#### Data to use ####

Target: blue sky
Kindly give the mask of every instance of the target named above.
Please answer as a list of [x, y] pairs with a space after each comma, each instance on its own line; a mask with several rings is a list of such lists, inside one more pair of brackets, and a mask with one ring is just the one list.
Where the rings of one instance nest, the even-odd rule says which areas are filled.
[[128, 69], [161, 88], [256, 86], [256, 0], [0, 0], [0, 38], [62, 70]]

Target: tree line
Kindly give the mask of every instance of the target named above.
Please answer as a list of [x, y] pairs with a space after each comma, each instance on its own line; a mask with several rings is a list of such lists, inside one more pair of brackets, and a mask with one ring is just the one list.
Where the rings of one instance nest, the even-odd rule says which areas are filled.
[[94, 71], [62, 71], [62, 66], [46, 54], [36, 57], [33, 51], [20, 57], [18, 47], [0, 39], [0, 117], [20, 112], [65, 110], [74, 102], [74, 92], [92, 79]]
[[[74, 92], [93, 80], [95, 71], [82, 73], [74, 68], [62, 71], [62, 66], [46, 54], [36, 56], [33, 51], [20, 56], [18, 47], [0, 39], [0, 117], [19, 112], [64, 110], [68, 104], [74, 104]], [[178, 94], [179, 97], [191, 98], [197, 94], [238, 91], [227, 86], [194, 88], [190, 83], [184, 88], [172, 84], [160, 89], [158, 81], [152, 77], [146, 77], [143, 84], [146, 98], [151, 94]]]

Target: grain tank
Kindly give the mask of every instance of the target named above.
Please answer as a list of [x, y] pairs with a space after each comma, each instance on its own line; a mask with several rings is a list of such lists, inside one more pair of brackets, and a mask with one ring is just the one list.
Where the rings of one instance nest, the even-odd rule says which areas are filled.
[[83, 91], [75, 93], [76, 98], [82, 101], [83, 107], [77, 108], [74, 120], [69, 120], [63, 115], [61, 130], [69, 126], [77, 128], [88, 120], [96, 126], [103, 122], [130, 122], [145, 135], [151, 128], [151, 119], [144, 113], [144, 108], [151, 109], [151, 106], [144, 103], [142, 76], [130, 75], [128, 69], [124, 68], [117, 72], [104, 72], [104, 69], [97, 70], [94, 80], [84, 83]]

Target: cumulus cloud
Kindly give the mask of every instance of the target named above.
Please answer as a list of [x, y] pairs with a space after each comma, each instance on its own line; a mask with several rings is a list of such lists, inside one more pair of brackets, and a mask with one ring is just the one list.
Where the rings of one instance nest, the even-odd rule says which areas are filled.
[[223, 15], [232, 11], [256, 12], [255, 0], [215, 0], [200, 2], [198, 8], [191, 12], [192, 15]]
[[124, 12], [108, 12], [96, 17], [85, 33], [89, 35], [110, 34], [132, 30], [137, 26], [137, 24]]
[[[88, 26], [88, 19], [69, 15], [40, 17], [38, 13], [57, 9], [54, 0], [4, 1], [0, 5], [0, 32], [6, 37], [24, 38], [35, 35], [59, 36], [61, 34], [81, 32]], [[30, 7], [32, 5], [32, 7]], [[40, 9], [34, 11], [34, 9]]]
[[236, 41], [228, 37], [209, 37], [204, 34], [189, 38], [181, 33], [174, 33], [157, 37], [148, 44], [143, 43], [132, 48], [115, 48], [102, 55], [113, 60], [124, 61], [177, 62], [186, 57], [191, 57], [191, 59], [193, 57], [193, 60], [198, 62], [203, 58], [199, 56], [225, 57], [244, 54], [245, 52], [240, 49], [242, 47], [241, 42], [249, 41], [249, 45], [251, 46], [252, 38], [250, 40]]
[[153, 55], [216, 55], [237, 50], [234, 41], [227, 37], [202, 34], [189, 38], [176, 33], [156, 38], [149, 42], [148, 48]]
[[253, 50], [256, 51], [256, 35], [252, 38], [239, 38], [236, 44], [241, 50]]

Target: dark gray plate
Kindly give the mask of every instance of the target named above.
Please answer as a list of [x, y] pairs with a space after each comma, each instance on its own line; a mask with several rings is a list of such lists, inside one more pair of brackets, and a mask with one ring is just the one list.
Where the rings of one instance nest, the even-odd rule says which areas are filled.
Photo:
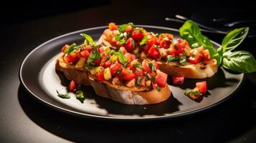
[[[171, 33], [179, 37], [177, 29], [139, 25], [149, 31]], [[204, 79], [186, 79], [184, 84], [174, 87], [169, 77], [172, 97], [167, 101], [153, 105], [125, 105], [97, 96], [91, 87], [85, 87], [86, 99], [81, 103], [72, 93], [71, 99], [61, 99], [56, 90], [67, 92], [68, 81], [62, 73], [55, 71], [55, 59], [65, 44], [83, 41], [80, 33], [91, 35], [98, 39], [106, 26], [87, 29], [69, 33], [51, 39], [34, 49], [24, 60], [19, 72], [21, 83], [25, 89], [42, 103], [52, 107], [76, 115], [108, 119], [158, 119], [173, 118], [194, 114], [212, 107], [229, 97], [237, 89], [244, 77], [243, 74], [234, 74], [219, 68], [212, 77]], [[219, 46], [212, 42], [216, 48]], [[184, 92], [195, 87], [199, 81], [207, 82], [207, 94], [200, 102], [194, 102]]]

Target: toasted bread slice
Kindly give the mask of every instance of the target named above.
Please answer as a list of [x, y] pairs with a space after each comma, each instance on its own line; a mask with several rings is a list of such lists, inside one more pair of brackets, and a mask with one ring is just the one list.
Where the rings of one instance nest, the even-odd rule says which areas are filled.
[[158, 64], [159, 69], [169, 75], [183, 75], [190, 79], [211, 77], [218, 71], [218, 64], [214, 59], [196, 64], [187, 63], [186, 66], [181, 66], [177, 62], [166, 64], [158, 61]]
[[64, 73], [68, 80], [73, 80], [75, 83], [83, 85], [90, 85], [88, 74], [85, 69], [77, 69], [64, 61], [64, 54], [56, 60], [55, 68]]
[[71, 66], [65, 62], [63, 57], [64, 54], [62, 54], [57, 59], [56, 69], [63, 72], [65, 76], [69, 80], [74, 80], [77, 84], [92, 85], [96, 94], [100, 97], [125, 104], [143, 105], [162, 102], [168, 99], [171, 94], [170, 88], [167, 84], [158, 92], [156, 89], [146, 91], [146, 88], [138, 89], [113, 85], [107, 81], [98, 82], [86, 69], [77, 69], [75, 66]]

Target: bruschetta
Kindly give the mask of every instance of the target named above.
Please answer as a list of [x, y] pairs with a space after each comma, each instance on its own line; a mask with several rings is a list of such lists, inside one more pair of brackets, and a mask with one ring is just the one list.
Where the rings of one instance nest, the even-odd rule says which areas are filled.
[[126, 104], [151, 104], [171, 94], [167, 74], [154, 60], [140, 60], [122, 49], [114, 51], [87, 39], [80, 46], [66, 45], [62, 51], [56, 69], [69, 80], [93, 86], [100, 97]]
[[218, 70], [217, 60], [203, 46], [191, 49], [185, 39], [174, 40], [167, 33], [148, 32], [132, 23], [119, 26], [109, 24], [98, 41], [113, 49], [124, 49], [139, 59], [155, 59], [160, 70], [171, 76], [203, 79], [212, 77]]

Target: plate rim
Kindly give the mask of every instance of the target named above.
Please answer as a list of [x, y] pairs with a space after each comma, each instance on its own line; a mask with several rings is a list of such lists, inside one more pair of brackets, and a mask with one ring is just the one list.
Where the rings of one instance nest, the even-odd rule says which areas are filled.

####

Could you write out everything from the line containing "Target: toasted bread slice" down to the line containing "79], [212, 77]]", both lines included and the requests kept, shifting every x and y coordinate in the answer outlines up by 15?

Target: toasted bread slice
Kindly give the mask of every instance of the target named above.
Please answer as a list of [x, y] pairs with a space after each comma, each instance on its own line; a mask with several rings is a list of such lists, inside one more pair of brackets, and a mask with one ring is just the one list.
Where the rings of one instance nest, the even-odd rule says which areas are filled.
[[173, 79], [174, 84], [184, 90], [198, 90], [205, 94], [226, 92], [233, 86], [233, 79], [229, 74], [211, 79], [202, 78], [201, 81], [196, 81], [192, 77], [181, 79], [173, 76]]
[[79, 88], [83, 95], [88, 95], [90, 98], [98, 100], [105, 100], [103, 89], [100, 84], [92, 84], [79, 76], [79, 69], [71, 75], [70, 83]]
[[86, 81], [80, 77], [78, 72], [79, 69], [77, 69], [72, 74], [71, 84], [78, 87], [80, 91], [84, 95], [89, 95], [92, 99], [107, 100], [111, 109], [115, 112], [140, 119], [158, 120], [177, 117], [183, 114], [186, 109], [185, 103], [182, 99], [173, 107], [171, 104], [161, 106], [161, 103], [153, 104], [128, 100], [122, 96], [113, 97], [101, 84], [92, 84], [90, 81]]

Target: bruschetta
Kindly give the mask of every instance of the target named above.
Please answer as a list of [x, y] pairs with a space after each comma, each instance on its own line; a mask with several rings is a list of such lists, inside one more pair of brackets, and a mask with one ring is just the one list.
Where the rings of one instance nest, the even-odd rule says which areas are filled.
[[141, 119], [166, 119], [186, 109], [182, 89], [169, 75], [155, 75], [137, 64], [129, 66], [102, 54], [95, 61], [81, 60], [77, 66], [71, 84], [84, 95], [108, 101], [115, 112]]
[[233, 85], [232, 75], [218, 61], [206, 64], [200, 54], [189, 55], [182, 48], [163, 47], [147, 38], [134, 41], [124, 39], [113, 56], [128, 64], [139, 64], [154, 74], [170, 74], [175, 85], [186, 91], [218, 94], [227, 92]]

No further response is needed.